> **INSTRUÇÕES DA TAREFA**: Dê continuidade ao texto sobre o filme Cabra Marcado para Morrer, começando logo após a última frase apresentada.

> **TEXTO DO DOCUMENTO**:
• • • • • • •

O último grande
filme?
Deus e o Diabo,
Limite, o Bandido da Luz Vermelha…, entre os filmes brasileiros
mais certos de integrarem uma lista dos 10 melhores, está, surpreendentemente,
em sexto lugar, Cabra Marcado para Morrer. O único documentário
presente, além de o único filme realizado a partir da
década de oitenta. Porém, a partir da constatação
de que grande parte destes dez filmes diz respeito a um imaginário
específico da década de sessenta, estará Cabra
Marcado tão deslocado assim da lista mais óbvia ?
Qual sua importância
para uma cinematografia que ainda hoje se espelha no Cinema Novo e que
o ainda tem como referência de Cinema? De que forma Cabra Marcado
também diz respeito a este ideal?
O filme de Coutinho é
um dos últimos grandes filmes políticos brasileiros, e
é a partir deste ponto que se estabelece uma relação
mais próxima com a produção cinemanovista. Político,
na medida em que é um instrumento ativo de questionamento de
posturas tanto governamentais quanto de opinião pública.

• • • • • • •

Itens para apontar e rotular

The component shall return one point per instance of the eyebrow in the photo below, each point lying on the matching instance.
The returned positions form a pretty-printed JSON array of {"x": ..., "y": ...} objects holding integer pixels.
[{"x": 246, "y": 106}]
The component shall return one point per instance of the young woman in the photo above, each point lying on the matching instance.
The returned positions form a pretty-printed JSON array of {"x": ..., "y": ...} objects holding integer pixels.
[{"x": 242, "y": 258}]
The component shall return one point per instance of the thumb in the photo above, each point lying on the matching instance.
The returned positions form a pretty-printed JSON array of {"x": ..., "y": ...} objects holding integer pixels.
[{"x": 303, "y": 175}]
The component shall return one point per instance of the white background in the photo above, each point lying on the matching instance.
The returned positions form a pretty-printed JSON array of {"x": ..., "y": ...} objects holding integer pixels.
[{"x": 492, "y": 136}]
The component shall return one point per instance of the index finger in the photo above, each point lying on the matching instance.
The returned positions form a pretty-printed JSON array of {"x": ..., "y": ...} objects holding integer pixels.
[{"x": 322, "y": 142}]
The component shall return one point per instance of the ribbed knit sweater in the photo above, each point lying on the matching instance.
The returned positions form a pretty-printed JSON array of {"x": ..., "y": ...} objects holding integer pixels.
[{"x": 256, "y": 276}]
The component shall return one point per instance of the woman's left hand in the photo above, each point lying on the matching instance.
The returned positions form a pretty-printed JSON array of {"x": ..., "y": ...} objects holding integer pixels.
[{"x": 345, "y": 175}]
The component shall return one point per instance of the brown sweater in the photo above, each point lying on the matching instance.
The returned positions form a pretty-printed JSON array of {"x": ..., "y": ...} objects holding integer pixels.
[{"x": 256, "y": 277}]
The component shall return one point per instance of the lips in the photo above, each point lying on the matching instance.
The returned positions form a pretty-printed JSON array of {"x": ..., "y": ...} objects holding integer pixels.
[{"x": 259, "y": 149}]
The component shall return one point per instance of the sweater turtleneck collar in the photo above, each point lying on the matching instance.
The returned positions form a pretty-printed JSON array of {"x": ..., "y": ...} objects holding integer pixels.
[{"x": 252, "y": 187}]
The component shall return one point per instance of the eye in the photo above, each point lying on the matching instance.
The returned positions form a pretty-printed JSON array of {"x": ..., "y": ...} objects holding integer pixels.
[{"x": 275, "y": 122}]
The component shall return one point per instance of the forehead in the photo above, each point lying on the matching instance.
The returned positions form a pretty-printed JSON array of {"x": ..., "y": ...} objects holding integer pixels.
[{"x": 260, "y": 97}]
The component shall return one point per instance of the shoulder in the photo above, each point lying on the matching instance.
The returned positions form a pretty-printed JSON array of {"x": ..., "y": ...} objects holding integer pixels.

• • • • • • •

> **A RESPOSTA**:
Uma postura não tanto marxista como a da década de sessenta
em geral, diferenciada dela justamente por ser produto de um contexto
novo, pós golpe, de um período em que o pensamento marxista
foi perdendo sua hegemonia dentre a esquerda brasileira e mundial.
Um filme que trata de lutas
de classe através de histórias extremamente pessoais e
a partir do resgate de um primeiro filme que teria sido outra coisa
caso não fosse interrompido. O que teria sido o outro Cabra
se torna pouco importante diante do incrível resultado que
é o Cabra que conhecemos. Um filme que não somente
diz respeito a um período histórico, como também
é História, ele é o próprio período
do qual faz parte: Esteve tão suscetível aos acontecimentos
do país quanto as pessoas estiveram, e pode ser tão ativo
diante deles quanto elas, sofre toda uma transformação
ideológica e estética ao longo do seu processo de realização.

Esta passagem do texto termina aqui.